[What needs to be done] Could you reproduce, word for word, everything below from the line containing "Target: sea foam" down to the line containing "Target: distant mountain range", with both of those lines included and no others?

[Supplied material]
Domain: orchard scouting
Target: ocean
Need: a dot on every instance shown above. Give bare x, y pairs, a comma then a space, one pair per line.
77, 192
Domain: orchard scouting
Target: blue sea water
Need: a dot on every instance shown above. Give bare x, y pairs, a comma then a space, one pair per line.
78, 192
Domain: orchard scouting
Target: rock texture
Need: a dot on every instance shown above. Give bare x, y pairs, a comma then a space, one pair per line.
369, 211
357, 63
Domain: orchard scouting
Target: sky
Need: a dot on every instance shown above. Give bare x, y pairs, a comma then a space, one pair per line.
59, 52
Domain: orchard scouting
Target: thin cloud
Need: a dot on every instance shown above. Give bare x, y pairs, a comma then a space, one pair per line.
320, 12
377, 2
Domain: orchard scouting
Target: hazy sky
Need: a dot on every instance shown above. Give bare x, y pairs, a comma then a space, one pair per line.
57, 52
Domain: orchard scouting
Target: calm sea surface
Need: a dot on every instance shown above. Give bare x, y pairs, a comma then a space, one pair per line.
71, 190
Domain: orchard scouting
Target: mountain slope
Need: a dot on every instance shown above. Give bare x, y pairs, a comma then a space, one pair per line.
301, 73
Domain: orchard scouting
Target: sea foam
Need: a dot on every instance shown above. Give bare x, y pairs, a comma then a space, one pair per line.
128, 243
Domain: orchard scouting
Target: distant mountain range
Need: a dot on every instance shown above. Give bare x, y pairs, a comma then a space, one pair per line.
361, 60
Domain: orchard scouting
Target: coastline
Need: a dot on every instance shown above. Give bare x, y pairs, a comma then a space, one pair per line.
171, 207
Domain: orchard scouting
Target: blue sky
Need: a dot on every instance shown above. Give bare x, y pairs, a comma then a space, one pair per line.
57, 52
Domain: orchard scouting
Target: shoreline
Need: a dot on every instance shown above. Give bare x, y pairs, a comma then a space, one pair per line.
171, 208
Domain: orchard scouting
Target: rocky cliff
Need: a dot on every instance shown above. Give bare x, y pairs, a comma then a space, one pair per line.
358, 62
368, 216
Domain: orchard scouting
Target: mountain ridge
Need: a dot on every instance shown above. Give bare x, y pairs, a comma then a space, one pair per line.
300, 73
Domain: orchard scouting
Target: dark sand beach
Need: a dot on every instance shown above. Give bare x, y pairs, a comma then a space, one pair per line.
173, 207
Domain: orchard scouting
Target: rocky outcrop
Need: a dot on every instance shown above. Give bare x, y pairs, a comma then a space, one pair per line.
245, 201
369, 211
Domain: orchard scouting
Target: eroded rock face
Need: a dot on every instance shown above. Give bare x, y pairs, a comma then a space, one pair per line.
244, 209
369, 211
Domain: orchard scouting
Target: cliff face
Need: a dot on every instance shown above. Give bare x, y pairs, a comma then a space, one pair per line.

[Solved exercise]
Target: sea foam
Need: a dot on every instance shown above. Give bare x, y pairs, a comma then a space, one pair per line.
128, 243
Domain: orchard scouting
Target: distant mountain range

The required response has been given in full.